Work to be completed
Rewrite each of the items below, swapping "Place a point" for "Mark a point" wherever it occurs and changing nothing else.

Point labeling dataset excerpts
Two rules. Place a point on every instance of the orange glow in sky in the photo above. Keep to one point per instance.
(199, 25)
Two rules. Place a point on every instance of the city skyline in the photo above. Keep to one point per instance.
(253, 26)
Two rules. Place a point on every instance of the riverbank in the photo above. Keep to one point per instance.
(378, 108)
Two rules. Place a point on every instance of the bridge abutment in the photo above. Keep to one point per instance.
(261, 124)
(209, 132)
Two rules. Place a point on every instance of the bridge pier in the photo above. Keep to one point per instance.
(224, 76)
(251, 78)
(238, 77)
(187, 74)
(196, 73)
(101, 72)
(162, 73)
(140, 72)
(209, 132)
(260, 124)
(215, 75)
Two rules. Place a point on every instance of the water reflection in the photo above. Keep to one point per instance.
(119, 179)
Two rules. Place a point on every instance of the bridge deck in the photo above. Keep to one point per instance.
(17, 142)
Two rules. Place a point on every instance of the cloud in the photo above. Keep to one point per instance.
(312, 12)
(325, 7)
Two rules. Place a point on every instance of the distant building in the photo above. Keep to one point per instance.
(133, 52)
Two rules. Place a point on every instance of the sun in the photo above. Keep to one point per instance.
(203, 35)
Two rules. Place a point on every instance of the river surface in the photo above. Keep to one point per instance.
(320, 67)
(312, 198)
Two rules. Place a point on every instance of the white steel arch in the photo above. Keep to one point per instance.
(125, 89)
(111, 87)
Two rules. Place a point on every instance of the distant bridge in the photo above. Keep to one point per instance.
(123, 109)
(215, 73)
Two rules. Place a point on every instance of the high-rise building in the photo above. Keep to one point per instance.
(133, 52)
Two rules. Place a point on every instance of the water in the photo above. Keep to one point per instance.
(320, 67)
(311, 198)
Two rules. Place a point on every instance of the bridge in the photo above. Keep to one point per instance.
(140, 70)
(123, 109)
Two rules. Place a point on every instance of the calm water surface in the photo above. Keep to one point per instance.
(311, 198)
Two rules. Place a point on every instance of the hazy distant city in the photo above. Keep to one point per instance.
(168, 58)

Result of this task
Two rules. Mark a point on every instance of the orange glow in sky in the photo above. Keep to one point per instance.
(199, 25)
Two rules. Mark a point on every instance of the city skyline in the photo above. Keep to one point per instance.
(253, 26)
Two rules. Mark a point on every instance of the riverbank in the photo above. Keep to one point per instance.
(378, 108)
Two rules. Mark a point on every instance of the bridge abutment in the photo above. Keep to one point per instance.
(261, 124)
(209, 132)
Two rules. Mark a point on every instance of the bridge pier in the photo above. Keep to one point per instance.
(224, 76)
(251, 78)
(238, 77)
(187, 74)
(196, 73)
(101, 72)
(162, 73)
(140, 72)
(209, 132)
(260, 124)
(215, 75)
Two rules. Mark a point on every instance of the water reflection in the photo above. Keep to one point per instance.
(119, 179)
Two rules. Mark a point on every instance of the bridge deck in the photo above. Keep to one point per instance.
(17, 142)
Two rules. Mark a point on every instance of the cloud in the photo above. Keep to one point per instance.
(312, 12)
(325, 7)
Two rules. Mark a point on every instance of the distant building in the photo above. Keep to one point per instance.
(133, 52)
Two rules. Mark a point on every instance of the sun in the photo above. Keep to one point per instance.
(203, 35)
Two rules. Mark a point on every instance of the river surface in the photo above. Keep to one point per instance.
(320, 67)
(312, 198)
Two rules. Mark a point on every instance of the white steel arch in the photo above. Keep to one point per instance.
(125, 89)
(111, 87)
Two rules. Mark a point on every instance of the distant bridge in the photo above. Keep to one point per instance.
(123, 109)
(215, 73)
Two rules. Mark a point on every instance of the high-rise building in the photo above. Keep to one point per instance.
(133, 52)
Two rules. Mark a point on every instance of the water in the photo above. Keep to one point per instance.
(320, 67)
(311, 198)
Two rules. Mark a point on every instance of the bridge in the photo above. Keep to one point per instance.
(140, 70)
(123, 109)
Two rules. Mark a point on every instance of the calm water surface in the photo above. Keep to one point per instance.
(311, 198)
Two rules. Mark a point on every instance of the hazy distant city in the photo above. Keep to one point per instance.
(168, 58)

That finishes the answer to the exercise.